*GESTELLTE AUFGABE 1:*
Beantworten Sie anhand des Artikels über die geplante Asylunterkunft in Seeshaupt die folgenden Fragen.
(a) Wie viele Sitzplätze waren in der Mehrzweckhalle aufgestellt?
(b) Wer sprach am Sitzungsabend für die Kontaktstelle Asyl und Integration am Landratsamt?
(c) Für wie viele Personen soll die feste Bebauung ausgelegt sein?
*GESTELLTE AUFGABE 2:*
Schreiben Sie aus dem Artikel über die geplante Asylunterkunft in Seeshaupt alles von „Fritz Egold (CSU)“ bis hinunter zu „in der Halle.“ wortgetreu ab.

++++ AUSGANGSTEXT ++++

Landratsamt mit widersprüchlichen Infos: „Totale Unsicherheit“ wegen Asyl-Thermohalle
Gut 300 Menschen waren zur Seeshaupter Gemeinderatssitzung am Dienstag in die Mehrzweckhalle gekommen – in der Hoffnung, Informationen zur geplanten Asylbewerberunterkunft zu bekommen. Doch sowohl Bürger als auch das Gremium wurden enttäuscht.
Fritz Egold (CSU) hatte im Vorfeld der Gemeinderatssitzung schon mit großem Interesse gerechnet. Schließlich klingelt laut dem Bürgermeister täglich mehrmals sein Telefon, seit bekannt wurde, dass das Landratsamt Weilheim-Schongau auf einer dem Freistaat gehörenden Wiese nahe der Jet-Tankstelle in Seeshaupt eine Asylbewerberunterkunft errichten will (wir berichteten). Dass am Ende die Bestuhlung mit 240 Plätzen in der wegen des erwartbaren Interesses in die Mehrzweckhalle verlegten Sitzung nicht reichen würde, überraschte selbst den Bürgermeister, der dergleichen „noch auf keiner Sitzung“ erlebt hat. Am Ende waren laut Gemeinde um die 300 Interessierte in der Halle.
Thermohalle für 100 Personen
Ganz klar: das Thema polarisiert, vor allem auch wegen der Kommunikation. Denn zunächst hieß es aus einem Gespräch zwischen Landratsamt und den Seeshaupter Bürgermeistern, dass auf der Wiese eine Thermohalle für bis zu 100 Menschen sowie Container für weitere 100 Menschen „plus x“ entstehen sollen. „Wir wissen nicht, woher diese Zahlen kommen“, sagte am Sitzungsabend nun plötzlich Bernhard Pössinger von der Kontaktstelle Asyl und Integration am Landratsamt. Man wolle „realistisch ab April“ eine Thermohalle für 100 Personen belegen, zusätzlich eine Küchenhalle errichten, damit die Geflüchteten sich selbst versorgen können. „Parallel“ komme eine „feste Bebauung für bis zu 50 Personen“. Sobald diese fertig sei, werde man die Thermohalle „wahrscheinlich“ wieder abbauen.

++++ GESAMMELTE DATEN ++++

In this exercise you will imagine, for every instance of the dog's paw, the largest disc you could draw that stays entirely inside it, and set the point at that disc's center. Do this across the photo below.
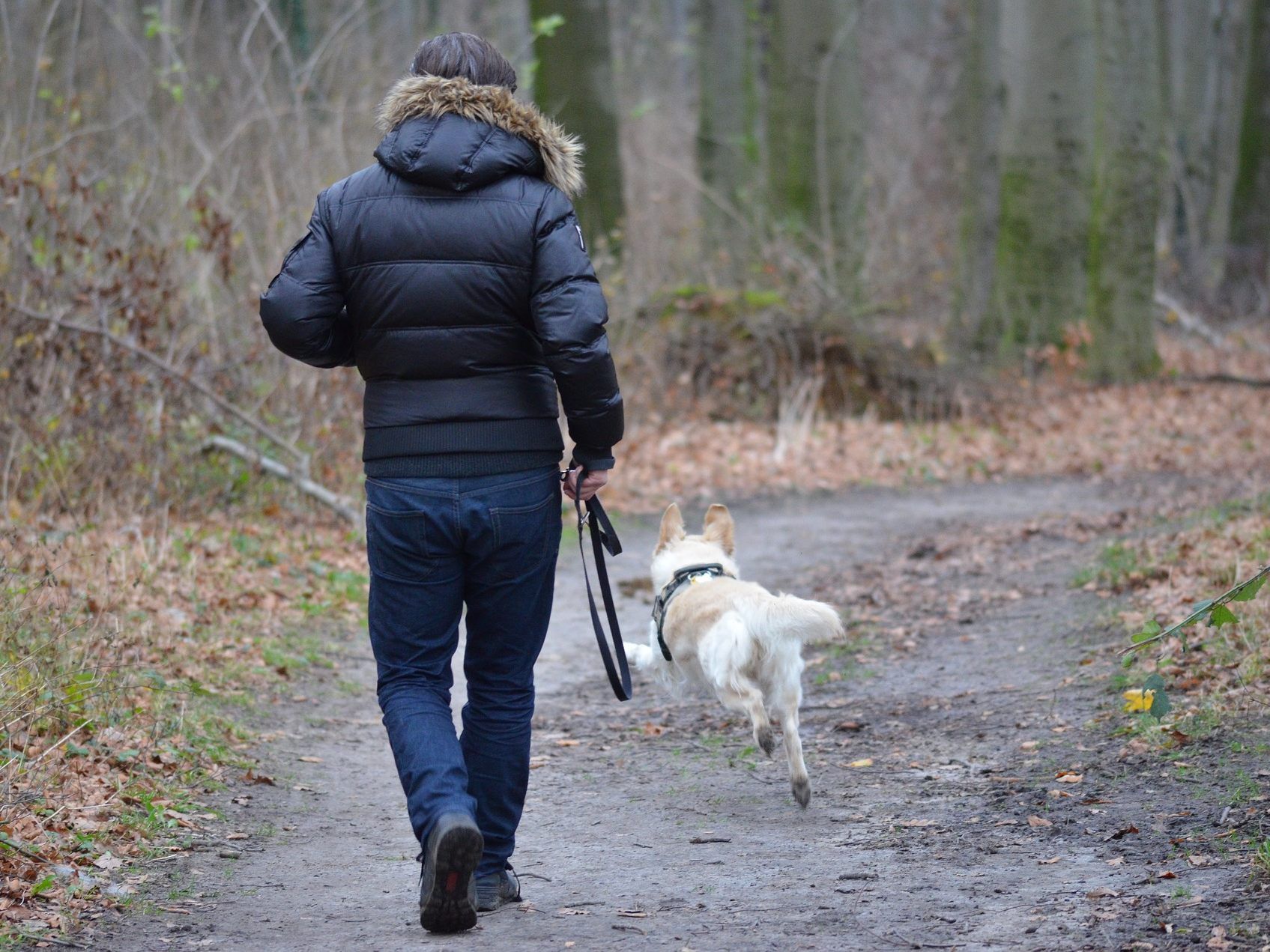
(766, 739)
(802, 791)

++++

*AUSGEARBEITETE LÖSUNG 1:*
(a) Es waren 240 Sitzplätze aufgestellt.
(b) Für die Kontaktstelle sprach Bernhard Pössinger.
(c) Die feste Bebauung ist für bis zu 50 Personen vorgesehen.

*AUSGEARBEITETE LÖSUNG 2:*
Fritz Egold (CSU) hatte im Vorfeld der Gemeinderatssitzung schon mit großem Interesse gerechnet. Schließlich klingelt laut dem Bürgermeister täglich mehrmals sein Telefon, seit bekannt wurde, dass das Landratsamt Weilheim-Schongau auf einer dem Freistaat gehörenden Wiese nahe der Jet-Tankstelle in Seeshaupt eine Asylbewerberunterkunft errichten will (wir berichteten). Dass am Ende die Bestuhlung mit 240 Plätzen in der wegen des erwartbaren Interesses in die Mehrzweckhalle verlegten Sitzung nicht reichen würde, überraschte selbst den Bürgermeister, der dergleichen „noch auf keiner Sitzung“ erlebt hat. Am Ende waren laut Gemeinde um die 300 Interessierte in der Halle.